Shift the items from the start of the items up to and including the line with "172], [130, 141]]". Repeat those lines in full, requests too, adding -130 to every coordinate in the answers and leaving the requests and their format samples unchanged.

## Data for this task
◇ ◇ ◇ ◇ ◇
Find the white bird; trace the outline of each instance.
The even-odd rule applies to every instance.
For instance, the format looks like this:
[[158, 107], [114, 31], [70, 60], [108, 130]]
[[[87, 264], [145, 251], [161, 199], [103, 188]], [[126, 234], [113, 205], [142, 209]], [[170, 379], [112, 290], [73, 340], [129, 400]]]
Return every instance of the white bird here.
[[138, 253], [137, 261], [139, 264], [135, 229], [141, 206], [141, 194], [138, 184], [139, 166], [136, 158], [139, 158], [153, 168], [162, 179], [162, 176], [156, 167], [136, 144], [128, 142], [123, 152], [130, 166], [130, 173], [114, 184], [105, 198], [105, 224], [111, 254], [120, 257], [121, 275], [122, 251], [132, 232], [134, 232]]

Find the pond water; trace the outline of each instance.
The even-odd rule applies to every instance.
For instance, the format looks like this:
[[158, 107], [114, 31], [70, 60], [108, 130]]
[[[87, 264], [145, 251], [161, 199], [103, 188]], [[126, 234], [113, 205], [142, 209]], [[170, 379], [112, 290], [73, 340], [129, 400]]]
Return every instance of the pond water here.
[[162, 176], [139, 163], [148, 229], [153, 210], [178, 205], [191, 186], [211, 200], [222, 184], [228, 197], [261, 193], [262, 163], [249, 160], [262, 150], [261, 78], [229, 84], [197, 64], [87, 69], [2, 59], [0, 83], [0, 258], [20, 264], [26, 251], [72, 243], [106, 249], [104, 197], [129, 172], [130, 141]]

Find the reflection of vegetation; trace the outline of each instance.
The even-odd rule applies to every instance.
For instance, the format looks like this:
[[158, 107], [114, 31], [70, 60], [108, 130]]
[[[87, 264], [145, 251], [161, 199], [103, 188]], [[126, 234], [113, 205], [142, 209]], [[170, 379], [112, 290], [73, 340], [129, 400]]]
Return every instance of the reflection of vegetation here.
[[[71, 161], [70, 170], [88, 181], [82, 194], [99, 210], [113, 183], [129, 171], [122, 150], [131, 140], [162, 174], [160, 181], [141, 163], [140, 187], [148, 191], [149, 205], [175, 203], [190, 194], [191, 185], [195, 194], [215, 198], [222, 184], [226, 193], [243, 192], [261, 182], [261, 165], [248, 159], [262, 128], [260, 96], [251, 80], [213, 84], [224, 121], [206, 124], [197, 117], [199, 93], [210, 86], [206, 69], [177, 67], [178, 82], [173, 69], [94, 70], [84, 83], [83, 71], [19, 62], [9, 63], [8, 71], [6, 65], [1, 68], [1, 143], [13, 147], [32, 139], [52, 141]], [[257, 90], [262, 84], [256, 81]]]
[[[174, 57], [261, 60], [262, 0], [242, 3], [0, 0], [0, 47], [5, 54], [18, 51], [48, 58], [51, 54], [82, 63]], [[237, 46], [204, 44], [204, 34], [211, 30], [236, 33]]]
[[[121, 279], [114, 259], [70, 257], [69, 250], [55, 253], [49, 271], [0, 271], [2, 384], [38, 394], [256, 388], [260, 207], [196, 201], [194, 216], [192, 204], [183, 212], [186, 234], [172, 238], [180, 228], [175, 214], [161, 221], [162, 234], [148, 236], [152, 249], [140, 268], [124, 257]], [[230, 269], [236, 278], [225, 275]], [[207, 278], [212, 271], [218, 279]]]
◇ ◇ ◇ ◇ ◇
## Solved exercise
Find the white bird; trace the outline of each instance.
The even-odd rule applies to every instance.
For instance, the format looks like this:
[[158, 107], [114, 31], [70, 60], [108, 130]]
[[[87, 264], [145, 251], [161, 199], [103, 188]], [[126, 234], [113, 205], [142, 209]], [[170, 379], [112, 290], [73, 340], [129, 400]]]
Return every instance of the white bird here.
[[8, 123], [7, 131], [9, 134], [5, 99], [11, 76], [11, 64], [8, 54], [9, 36], [6, 28], [9, 28], [23, 38], [32, 49], [32, 46], [26, 37], [6, 14], [-2, 12], [-7, 22], [0, 36], [0, 43], [-16, 54], [-25, 68], [-25, 94], [-19, 124], [-10, 127], [-9, 145], [-8, 121], [2, 102], [4, 102]]

Find the pond water; trace the outline of each instance.
The even-odd rule applies to every instance.
For instance, the format looks like this:
[[158, 107], [114, 31], [70, 60], [108, 130]]
[[[87, 264], [145, 251], [161, 199], [103, 188]], [[126, 234], [113, 205], [142, 209]], [[170, 379], [112, 290], [73, 340], [129, 400]]]
Return every instance of the pond water here.
[[32, 46], [9, 33], [18, 99], [23, 80], [48, 75], [61, 56], [81, 70], [92, 54], [98, 67], [131, 63], [132, 33], [119, 30], [132, 20], [131, -52], [99, -46], [67, -66], [-43, -61], [-128, -71], [-130, -47], [-130, 128], [-110, 134], [-104, 121], [-58, 113], [-24, 119], [-26, 67], [-1, 42], [0, 11]]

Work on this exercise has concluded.